* PROBLEM DESCRIPTION: Rewrite the lines from the one containing "find | lantern handle" through the last line, inclusive, with "lantern handle" changed to "lantern hook" and nothing else altered.
::::::::::
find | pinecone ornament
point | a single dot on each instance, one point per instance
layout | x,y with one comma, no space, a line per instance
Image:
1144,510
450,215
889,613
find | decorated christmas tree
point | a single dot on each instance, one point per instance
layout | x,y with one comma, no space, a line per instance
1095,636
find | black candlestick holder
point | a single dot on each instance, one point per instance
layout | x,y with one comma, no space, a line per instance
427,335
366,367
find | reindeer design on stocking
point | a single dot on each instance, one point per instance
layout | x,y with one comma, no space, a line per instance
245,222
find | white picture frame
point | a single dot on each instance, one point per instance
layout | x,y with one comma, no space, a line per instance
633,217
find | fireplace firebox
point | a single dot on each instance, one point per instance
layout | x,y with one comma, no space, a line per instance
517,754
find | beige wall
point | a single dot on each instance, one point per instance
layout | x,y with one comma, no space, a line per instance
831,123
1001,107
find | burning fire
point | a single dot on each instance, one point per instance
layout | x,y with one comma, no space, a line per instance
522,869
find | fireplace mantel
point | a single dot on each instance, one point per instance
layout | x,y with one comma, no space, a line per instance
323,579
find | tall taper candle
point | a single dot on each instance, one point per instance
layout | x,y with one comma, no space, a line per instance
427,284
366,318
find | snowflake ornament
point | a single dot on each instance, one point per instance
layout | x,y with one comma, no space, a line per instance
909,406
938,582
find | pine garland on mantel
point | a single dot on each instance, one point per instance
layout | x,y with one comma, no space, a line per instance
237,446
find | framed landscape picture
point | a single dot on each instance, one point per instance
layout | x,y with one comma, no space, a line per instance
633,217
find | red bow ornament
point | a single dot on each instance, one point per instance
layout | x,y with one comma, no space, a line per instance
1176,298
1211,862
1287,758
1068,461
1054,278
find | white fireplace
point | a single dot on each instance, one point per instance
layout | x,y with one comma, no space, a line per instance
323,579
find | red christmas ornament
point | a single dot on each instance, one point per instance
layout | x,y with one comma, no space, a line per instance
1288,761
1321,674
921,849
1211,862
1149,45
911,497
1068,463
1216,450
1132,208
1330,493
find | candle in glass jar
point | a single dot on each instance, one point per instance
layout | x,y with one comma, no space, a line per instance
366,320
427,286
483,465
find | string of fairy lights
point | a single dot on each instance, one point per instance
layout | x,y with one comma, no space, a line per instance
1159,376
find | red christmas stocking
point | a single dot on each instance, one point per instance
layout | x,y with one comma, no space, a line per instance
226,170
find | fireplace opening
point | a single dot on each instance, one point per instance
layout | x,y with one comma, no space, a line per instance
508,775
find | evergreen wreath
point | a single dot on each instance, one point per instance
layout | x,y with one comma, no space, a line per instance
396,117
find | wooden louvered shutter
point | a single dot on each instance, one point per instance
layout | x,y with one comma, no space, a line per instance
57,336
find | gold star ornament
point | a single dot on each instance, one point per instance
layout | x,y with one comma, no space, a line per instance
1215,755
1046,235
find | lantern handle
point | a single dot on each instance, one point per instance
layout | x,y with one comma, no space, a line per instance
::::::::::
* REPLY TO THE EXERCISE:
find | lantern hook
point | a single dot on each instance, one point per instance
layout | x,y with one comma, no space, a line per instance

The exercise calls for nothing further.